__Problem requirements__
In the data, find the word "statue" and copy out every line that has it.
*** Opening of Data for this exercise ***
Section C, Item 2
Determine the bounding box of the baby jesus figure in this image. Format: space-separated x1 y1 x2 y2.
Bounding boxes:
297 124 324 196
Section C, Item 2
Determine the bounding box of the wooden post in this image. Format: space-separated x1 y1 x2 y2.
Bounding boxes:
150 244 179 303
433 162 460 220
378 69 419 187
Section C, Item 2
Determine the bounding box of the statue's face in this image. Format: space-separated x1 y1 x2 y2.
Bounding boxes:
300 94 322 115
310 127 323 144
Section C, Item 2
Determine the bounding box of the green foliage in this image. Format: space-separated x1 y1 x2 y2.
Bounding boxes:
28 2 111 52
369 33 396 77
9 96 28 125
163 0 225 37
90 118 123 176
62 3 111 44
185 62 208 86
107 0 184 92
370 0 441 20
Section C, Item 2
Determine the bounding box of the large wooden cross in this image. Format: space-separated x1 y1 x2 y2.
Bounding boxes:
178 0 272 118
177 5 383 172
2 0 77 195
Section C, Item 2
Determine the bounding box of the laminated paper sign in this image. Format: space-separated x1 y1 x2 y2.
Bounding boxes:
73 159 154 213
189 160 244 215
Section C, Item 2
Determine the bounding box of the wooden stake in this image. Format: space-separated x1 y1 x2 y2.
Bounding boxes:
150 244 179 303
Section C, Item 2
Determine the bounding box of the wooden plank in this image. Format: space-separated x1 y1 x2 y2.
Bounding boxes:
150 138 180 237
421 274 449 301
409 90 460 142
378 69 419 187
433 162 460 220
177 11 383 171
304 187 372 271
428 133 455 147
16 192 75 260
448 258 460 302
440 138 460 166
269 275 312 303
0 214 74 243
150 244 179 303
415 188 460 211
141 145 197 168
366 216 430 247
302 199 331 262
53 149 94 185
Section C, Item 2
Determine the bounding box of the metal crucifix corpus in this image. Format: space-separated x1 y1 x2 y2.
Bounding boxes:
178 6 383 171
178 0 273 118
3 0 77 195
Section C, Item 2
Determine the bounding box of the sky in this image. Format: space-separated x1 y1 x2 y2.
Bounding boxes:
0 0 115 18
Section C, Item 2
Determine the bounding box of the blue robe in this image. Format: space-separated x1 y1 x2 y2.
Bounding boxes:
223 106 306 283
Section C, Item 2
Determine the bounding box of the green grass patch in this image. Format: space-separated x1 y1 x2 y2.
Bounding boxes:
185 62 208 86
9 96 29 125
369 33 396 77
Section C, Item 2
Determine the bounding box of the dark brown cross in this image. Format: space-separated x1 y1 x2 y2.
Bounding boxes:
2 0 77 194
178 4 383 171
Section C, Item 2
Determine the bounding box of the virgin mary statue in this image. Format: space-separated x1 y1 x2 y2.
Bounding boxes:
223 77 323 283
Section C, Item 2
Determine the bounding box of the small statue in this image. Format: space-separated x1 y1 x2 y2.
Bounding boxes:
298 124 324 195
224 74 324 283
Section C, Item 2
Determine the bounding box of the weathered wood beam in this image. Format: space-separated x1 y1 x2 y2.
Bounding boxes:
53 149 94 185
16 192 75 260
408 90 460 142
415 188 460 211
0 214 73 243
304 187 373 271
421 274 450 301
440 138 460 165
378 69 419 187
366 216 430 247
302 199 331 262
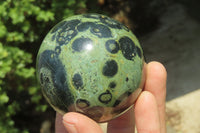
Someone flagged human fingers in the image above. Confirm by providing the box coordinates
[62,112,103,133]
[135,91,160,133]
[145,61,167,133]
[107,107,135,133]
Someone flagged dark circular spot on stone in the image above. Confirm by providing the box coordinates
[99,90,112,104]
[102,60,118,77]
[76,99,90,109]
[126,77,129,82]
[72,37,93,52]
[105,40,119,54]
[109,82,116,88]
[119,36,136,60]
[72,73,83,90]
[91,24,112,38]
[77,22,95,32]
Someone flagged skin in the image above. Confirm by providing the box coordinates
[55,61,167,133]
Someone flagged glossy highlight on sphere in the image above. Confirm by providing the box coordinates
[36,13,146,122]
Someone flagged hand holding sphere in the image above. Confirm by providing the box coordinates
[36,14,146,122]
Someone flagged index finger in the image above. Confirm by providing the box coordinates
[144,61,167,133]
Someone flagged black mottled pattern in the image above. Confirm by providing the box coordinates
[109,82,116,88]
[102,60,118,77]
[72,73,83,90]
[78,22,112,38]
[76,99,90,109]
[91,24,112,38]
[51,19,80,46]
[51,21,67,34]
[126,77,129,82]
[77,22,95,32]
[72,37,93,52]
[105,40,119,54]
[98,90,112,104]
[119,36,136,61]
[55,46,61,54]
[38,50,73,112]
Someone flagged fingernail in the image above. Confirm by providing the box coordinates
[63,116,78,133]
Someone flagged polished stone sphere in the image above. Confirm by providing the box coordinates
[36,14,146,122]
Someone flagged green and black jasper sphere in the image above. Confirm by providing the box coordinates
[36,14,146,122]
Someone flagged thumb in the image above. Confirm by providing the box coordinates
[63,112,103,133]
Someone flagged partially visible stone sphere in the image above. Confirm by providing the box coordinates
[36,14,146,122]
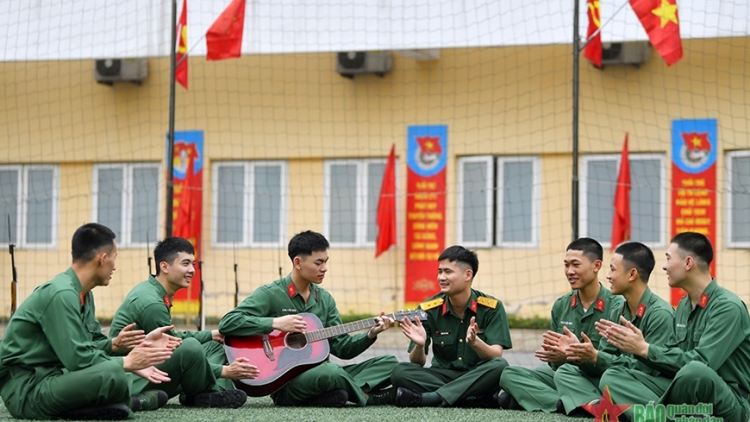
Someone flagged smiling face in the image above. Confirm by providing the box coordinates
[564,249,600,291]
[160,251,196,293]
[663,242,689,288]
[95,243,118,287]
[295,250,329,285]
[607,253,635,295]
[437,259,472,298]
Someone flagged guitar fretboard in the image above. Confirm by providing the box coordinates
[304,312,405,342]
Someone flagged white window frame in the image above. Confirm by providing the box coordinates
[91,162,162,249]
[456,156,494,248]
[323,158,390,248]
[1,165,59,249]
[580,153,667,249]
[211,160,288,248]
[726,150,750,248]
[496,156,541,248]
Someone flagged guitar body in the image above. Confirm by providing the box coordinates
[224,313,329,397]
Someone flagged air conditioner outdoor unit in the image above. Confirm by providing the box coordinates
[94,59,148,85]
[336,51,392,78]
[600,42,651,67]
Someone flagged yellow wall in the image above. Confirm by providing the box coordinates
[1,38,749,319]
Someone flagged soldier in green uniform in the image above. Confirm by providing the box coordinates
[0,223,176,420]
[109,237,251,407]
[598,232,750,422]
[390,245,512,408]
[498,237,624,412]
[553,241,673,415]
[218,230,398,407]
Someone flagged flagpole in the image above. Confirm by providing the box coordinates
[579,0,631,51]
[572,0,581,240]
[166,0,177,238]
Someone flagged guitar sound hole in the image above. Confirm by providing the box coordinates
[285,332,308,350]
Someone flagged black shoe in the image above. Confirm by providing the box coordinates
[474,391,500,409]
[556,399,566,414]
[368,387,396,405]
[182,389,247,408]
[497,390,515,409]
[131,390,168,412]
[306,389,349,407]
[57,403,131,420]
[395,387,422,407]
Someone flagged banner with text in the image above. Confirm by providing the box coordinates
[405,125,447,307]
[671,119,717,306]
[168,131,204,314]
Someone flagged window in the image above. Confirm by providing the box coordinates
[212,161,288,247]
[726,150,750,247]
[92,163,160,248]
[324,159,394,247]
[0,165,59,248]
[456,156,541,248]
[581,154,666,248]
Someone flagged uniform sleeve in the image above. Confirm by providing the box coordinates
[326,295,376,360]
[218,288,275,336]
[548,299,563,371]
[640,301,745,375]
[581,306,627,376]
[39,291,122,371]
[84,295,114,354]
[482,301,512,350]
[137,303,214,343]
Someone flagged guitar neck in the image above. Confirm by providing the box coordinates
[304,312,401,342]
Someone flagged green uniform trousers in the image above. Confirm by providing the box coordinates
[390,357,508,405]
[203,340,233,391]
[272,355,397,407]
[554,364,603,414]
[0,360,131,420]
[602,362,750,422]
[499,364,557,412]
[130,337,220,399]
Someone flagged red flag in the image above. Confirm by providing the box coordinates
[611,134,631,251]
[175,0,188,89]
[584,0,602,67]
[629,0,683,65]
[206,0,246,61]
[376,145,397,257]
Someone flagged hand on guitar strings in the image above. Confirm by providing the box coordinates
[111,322,146,353]
[272,314,308,332]
[222,357,261,380]
[367,311,394,339]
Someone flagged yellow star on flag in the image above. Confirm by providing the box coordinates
[651,0,679,28]
[692,137,702,147]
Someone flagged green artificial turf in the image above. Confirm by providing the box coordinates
[0,396,591,422]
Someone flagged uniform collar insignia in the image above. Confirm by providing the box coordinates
[595,298,605,312]
[637,303,646,318]
[163,294,172,308]
[287,283,296,298]
[470,300,477,313]
[699,293,709,308]
[570,294,578,308]
[79,292,85,307]
[441,301,448,315]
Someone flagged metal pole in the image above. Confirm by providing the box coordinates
[572,0,581,241]
[166,0,177,238]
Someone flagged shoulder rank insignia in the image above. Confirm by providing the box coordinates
[420,298,444,311]
[477,296,498,309]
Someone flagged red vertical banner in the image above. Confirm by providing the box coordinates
[169,131,203,314]
[670,119,717,306]
[405,125,447,308]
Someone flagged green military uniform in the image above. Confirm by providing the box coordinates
[554,287,673,414]
[109,276,230,397]
[499,283,624,412]
[600,280,750,422]
[218,274,398,406]
[389,289,511,405]
[0,268,132,419]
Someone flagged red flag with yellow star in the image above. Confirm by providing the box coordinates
[175,0,188,88]
[630,0,683,65]
[584,0,602,67]
[206,0,246,60]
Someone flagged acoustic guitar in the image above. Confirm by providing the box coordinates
[224,309,427,396]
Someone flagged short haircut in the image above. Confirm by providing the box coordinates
[288,230,329,262]
[154,237,195,275]
[438,245,479,279]
[71,223,116,262]
[614,241,656,283]
[671,232,714,271]
[567,237,604,262]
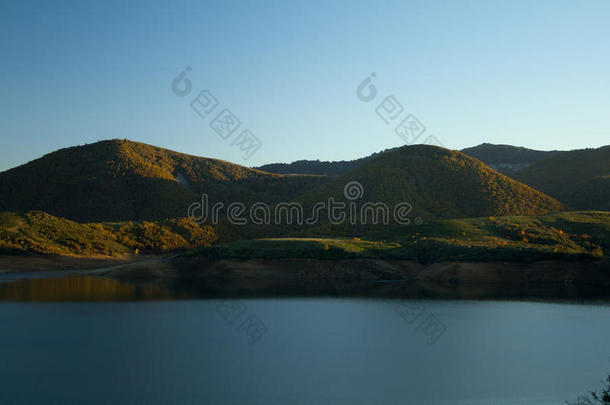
*** Close of Data for this exercise ***
__Answer section__
Determine the bounding box of the statue's face in this image. Format: space-separated x1 y1 x2 y2.
Determine the bounding box of the virgin mary statue in this image. Format: space-separated x1 y1 x2 y2.
Determine the bounding box of the small statue in this image. Format: space-separated x1 y1 x2 y2.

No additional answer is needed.